WHAT YOU NEED TO DO
Repeat exactly the lines that run from the one containing "In the photo above, where can the worker" to the end of the data, and leave out all others.

PROVIDED RECORDS
::::::
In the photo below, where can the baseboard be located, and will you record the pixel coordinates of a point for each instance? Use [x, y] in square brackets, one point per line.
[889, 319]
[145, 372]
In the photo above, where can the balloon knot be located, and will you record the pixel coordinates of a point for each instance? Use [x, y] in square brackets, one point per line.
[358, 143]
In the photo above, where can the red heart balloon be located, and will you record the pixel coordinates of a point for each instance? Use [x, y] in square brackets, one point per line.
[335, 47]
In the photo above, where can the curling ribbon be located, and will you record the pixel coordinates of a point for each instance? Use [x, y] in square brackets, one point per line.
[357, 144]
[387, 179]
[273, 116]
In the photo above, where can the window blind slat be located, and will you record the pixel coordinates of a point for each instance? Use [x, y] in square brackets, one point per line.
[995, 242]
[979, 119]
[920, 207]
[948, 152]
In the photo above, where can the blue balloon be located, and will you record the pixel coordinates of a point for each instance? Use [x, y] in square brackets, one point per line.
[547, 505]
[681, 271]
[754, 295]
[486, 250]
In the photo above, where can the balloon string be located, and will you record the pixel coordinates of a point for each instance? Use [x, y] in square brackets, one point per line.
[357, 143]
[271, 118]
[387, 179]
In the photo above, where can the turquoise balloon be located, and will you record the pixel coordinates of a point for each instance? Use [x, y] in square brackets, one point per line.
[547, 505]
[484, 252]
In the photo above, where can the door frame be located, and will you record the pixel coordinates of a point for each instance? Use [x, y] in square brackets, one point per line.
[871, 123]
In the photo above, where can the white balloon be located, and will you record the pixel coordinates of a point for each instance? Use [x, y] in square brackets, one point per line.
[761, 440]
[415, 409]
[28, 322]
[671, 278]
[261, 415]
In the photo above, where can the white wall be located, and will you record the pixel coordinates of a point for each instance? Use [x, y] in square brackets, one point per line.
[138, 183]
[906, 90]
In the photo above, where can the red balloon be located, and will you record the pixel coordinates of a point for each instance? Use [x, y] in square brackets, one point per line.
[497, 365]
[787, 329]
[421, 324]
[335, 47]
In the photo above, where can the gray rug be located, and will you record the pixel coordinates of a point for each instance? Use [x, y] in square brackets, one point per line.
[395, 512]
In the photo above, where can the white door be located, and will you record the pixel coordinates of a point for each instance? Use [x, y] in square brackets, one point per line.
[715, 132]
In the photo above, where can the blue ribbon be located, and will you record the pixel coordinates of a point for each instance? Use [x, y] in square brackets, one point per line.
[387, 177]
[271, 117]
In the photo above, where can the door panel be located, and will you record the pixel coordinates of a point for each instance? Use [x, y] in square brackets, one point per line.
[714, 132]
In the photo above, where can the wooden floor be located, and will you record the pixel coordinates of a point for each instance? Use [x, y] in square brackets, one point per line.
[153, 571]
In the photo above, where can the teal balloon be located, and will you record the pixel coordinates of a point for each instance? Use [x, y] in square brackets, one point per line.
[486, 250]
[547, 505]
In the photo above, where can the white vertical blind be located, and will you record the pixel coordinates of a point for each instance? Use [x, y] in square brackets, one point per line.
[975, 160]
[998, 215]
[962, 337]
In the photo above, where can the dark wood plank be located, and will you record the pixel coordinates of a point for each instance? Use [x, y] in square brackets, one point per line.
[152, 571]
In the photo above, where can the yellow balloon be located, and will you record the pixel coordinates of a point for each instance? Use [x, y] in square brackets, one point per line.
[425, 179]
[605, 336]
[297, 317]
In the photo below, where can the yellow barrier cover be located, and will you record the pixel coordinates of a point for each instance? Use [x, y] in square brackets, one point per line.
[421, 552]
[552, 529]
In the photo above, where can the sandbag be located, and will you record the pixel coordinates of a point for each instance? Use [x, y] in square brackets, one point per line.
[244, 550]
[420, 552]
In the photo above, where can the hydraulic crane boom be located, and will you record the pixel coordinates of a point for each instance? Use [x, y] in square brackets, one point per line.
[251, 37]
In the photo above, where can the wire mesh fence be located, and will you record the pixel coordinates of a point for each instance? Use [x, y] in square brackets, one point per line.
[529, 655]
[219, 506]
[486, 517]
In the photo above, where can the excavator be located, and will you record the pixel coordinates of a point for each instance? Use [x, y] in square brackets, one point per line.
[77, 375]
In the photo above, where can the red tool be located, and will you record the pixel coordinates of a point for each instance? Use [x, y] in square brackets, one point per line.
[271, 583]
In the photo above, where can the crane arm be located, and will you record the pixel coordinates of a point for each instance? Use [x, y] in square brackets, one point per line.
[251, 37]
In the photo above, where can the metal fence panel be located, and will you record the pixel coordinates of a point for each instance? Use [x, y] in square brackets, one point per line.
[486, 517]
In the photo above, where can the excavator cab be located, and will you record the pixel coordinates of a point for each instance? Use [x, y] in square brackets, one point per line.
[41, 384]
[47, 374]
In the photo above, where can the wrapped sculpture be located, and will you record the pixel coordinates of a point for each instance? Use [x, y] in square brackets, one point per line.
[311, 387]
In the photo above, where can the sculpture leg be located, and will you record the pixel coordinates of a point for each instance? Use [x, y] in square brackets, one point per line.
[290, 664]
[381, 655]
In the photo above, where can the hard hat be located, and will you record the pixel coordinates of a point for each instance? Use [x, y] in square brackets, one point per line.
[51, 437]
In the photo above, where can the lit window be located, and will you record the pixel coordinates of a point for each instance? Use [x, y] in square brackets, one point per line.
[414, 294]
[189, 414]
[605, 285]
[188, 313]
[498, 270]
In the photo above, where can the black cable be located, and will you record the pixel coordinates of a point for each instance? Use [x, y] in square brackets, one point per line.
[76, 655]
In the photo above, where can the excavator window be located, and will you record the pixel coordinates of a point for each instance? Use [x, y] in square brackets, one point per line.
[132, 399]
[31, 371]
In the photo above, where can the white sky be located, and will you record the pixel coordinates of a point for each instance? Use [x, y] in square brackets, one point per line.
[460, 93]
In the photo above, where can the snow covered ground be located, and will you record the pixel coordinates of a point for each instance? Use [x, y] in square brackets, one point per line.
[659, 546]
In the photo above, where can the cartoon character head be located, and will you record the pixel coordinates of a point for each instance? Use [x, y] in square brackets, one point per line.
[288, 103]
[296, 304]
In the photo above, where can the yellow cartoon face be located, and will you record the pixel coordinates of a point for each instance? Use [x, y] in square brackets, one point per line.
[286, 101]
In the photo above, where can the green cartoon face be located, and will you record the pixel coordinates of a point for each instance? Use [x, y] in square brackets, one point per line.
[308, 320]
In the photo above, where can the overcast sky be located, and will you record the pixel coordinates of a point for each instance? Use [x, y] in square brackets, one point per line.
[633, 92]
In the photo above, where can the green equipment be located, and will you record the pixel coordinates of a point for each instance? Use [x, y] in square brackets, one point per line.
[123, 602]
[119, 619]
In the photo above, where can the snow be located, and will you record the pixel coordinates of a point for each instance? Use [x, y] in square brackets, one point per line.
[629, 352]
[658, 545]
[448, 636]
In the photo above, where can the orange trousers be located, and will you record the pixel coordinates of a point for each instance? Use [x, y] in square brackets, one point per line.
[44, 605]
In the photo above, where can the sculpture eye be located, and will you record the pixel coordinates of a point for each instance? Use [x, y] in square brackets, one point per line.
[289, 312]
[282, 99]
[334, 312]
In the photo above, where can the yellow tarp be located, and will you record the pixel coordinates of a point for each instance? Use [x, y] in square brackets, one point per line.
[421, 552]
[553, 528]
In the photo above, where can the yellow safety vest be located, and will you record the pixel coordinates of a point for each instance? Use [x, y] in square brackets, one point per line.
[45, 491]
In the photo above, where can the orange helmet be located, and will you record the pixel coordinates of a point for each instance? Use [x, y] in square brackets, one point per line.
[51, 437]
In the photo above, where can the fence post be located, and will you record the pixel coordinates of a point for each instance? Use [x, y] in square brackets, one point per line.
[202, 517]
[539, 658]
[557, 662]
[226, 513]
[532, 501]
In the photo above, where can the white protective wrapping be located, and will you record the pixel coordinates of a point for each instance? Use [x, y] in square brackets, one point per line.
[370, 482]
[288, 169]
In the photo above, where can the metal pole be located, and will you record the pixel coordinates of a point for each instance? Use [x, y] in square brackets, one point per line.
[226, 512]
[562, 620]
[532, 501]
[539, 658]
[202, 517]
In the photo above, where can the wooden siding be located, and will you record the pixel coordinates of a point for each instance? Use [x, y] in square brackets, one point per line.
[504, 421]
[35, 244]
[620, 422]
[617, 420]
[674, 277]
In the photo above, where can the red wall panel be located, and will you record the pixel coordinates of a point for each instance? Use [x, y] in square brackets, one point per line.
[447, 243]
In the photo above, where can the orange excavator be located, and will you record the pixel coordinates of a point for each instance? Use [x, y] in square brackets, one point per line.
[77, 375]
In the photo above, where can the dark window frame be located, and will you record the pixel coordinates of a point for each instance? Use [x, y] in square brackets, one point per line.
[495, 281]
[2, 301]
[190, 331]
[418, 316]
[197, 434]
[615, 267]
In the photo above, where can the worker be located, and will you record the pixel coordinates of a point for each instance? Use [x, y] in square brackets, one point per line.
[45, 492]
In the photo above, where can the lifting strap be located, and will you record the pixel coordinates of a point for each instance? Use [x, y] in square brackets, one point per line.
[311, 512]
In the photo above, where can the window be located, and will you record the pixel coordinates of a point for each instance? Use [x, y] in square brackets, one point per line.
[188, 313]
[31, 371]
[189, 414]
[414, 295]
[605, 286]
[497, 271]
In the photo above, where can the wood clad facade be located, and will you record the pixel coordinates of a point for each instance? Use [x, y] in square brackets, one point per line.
::::::
WRITTEN REPLY
In the photo above, where can the worker be located, and will you record the pixel coordinates of a point for each instance? Use [x, y] in square brackets, one point per line.
[45, 492]
In the photo above, where can the lifting strap be located, and will you record the pixel coordinates of a point for each instance? Use [x, y] in square brackets, one point per line.
[311, 512]
In the photo above, where can the window be located, and will you record the pixel coordinates of a point for each instance? Use [x, y] in square brackets, one point per line.
[188, 313]
[31, 371]
[189, 414]
[414, 295]
[605, 286]
[497, 271]
In the photo above, where can the wood clad facade be located, and will you record the pixel coordinates of a point for each instance? Use [x, y] in square brackets, one point per line.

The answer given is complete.